- **Exercise directions**
Pick out every line of the material below that contains the word "stone", matching case exactly, and copy each of those lines.

Bounding-box records:
# # # # #
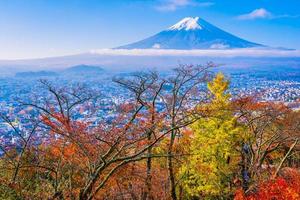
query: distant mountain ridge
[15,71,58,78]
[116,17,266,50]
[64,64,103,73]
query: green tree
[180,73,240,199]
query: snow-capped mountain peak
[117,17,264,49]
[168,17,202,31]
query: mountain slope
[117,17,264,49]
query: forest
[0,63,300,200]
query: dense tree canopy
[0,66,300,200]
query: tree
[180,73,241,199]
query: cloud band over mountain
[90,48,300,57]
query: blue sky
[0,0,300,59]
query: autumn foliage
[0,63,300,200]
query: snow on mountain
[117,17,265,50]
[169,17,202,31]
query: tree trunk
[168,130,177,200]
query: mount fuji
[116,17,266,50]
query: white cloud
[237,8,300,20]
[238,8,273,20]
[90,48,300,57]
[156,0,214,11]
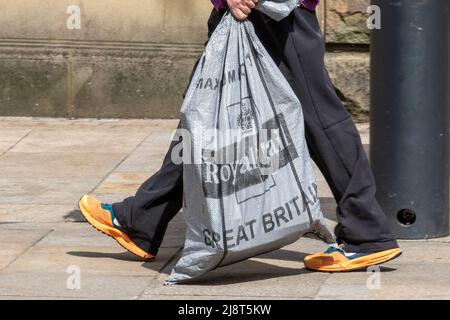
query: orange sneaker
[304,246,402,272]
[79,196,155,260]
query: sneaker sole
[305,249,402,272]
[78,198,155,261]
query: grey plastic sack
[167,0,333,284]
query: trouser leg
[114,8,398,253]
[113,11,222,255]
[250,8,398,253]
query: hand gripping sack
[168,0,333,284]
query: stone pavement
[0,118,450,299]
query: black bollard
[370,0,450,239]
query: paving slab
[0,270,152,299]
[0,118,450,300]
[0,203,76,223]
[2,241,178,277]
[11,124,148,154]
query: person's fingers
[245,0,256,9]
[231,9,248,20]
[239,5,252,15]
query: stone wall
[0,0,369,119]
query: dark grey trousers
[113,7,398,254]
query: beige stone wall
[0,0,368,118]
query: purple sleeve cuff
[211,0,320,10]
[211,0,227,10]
# # # # #
- **Completed exercise**
query: stone pavement
query: stone wall
query: beige stone wall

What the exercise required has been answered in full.